» Reading passage:

"You Sure You're Ready for This?"

ByEli Saslow ESPN logo
Sunday, March 26, 2017

This story is also posted in Spanish. It appears in ESPN The Magazine's April 10 MLB Preview Issue. Subscribe today!



Alex Vega has built his auto business in Miami fulfilling outlandish demands from the rich and famous, but one day in the winter of 2015 he got a call from a client with a request Vega could hardly fathom.



"Ten cars?" Vega remembers asking the caller, trying to suppress his disbelief. "You want to start out with 10 customized cars?"



On the other end of the line was Yoan Moncada, an entirely unproven teenager who was also the highest-paid 19-year-old in the history of baseball. He had been in the country for a handful of months, and he had yet to play a major league game in the United States. His last means of transportation had been his older sibling's hand-me-down bicycle, which he had pedaled 3 miles each day down a dirt road to a baseball stadium on the southern coast of Cuba. Now he planned to drive his new fleet of cars under his baseball agent's insurance policy.

» Dataset excerpt:

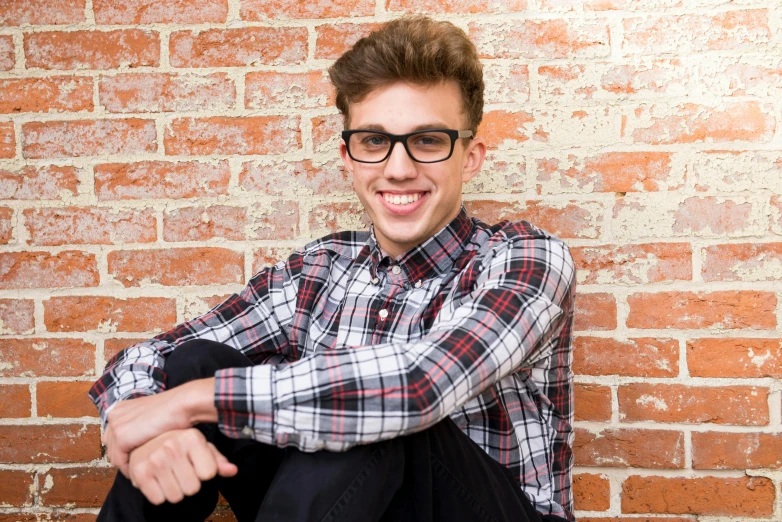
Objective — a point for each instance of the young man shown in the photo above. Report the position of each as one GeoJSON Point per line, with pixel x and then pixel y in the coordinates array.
{"type": "Point", "coordinates": [418, 371]}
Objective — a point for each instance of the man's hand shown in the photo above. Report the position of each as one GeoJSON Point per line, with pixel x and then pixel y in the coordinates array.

» What this task involves:
Continue the magazine story about Yoan Moncada's order for ten customized cars, beginning right after its last sentence.

» Result below:
Moncada told Vega he wanted to begin by purchasing and customizing a BMW i8, then a Lamborghini Huracan and a BMW X6 -- more than $500,000 in all. Moncada said he wanted the luxury cars souped-up and ready for spring training. Then he made one last request: He asked that each car be stamped with a personalized logo of his initials.



"Are you sure you're ready for all this?" Vega asked him.



It is the same question many in baseball now pose to Moncada, whose talent has developed with a hyperspeed that's forced the rest of his life to catch up. In less than two years, he's moved from Cuba to Ecuador to Guatemala to the United States. At 19, the switch-hitting second baseman shattered MLB's record international signing bonus, earning a $31.5 million payday -- four times more than what he could have earned as the first pick in the MLB draft. "New family, new language, new friends, new life, new rules," Moncada says now through a translator. "I knew I wanted to come here to play baseball, but I never thought about dealing with all of this."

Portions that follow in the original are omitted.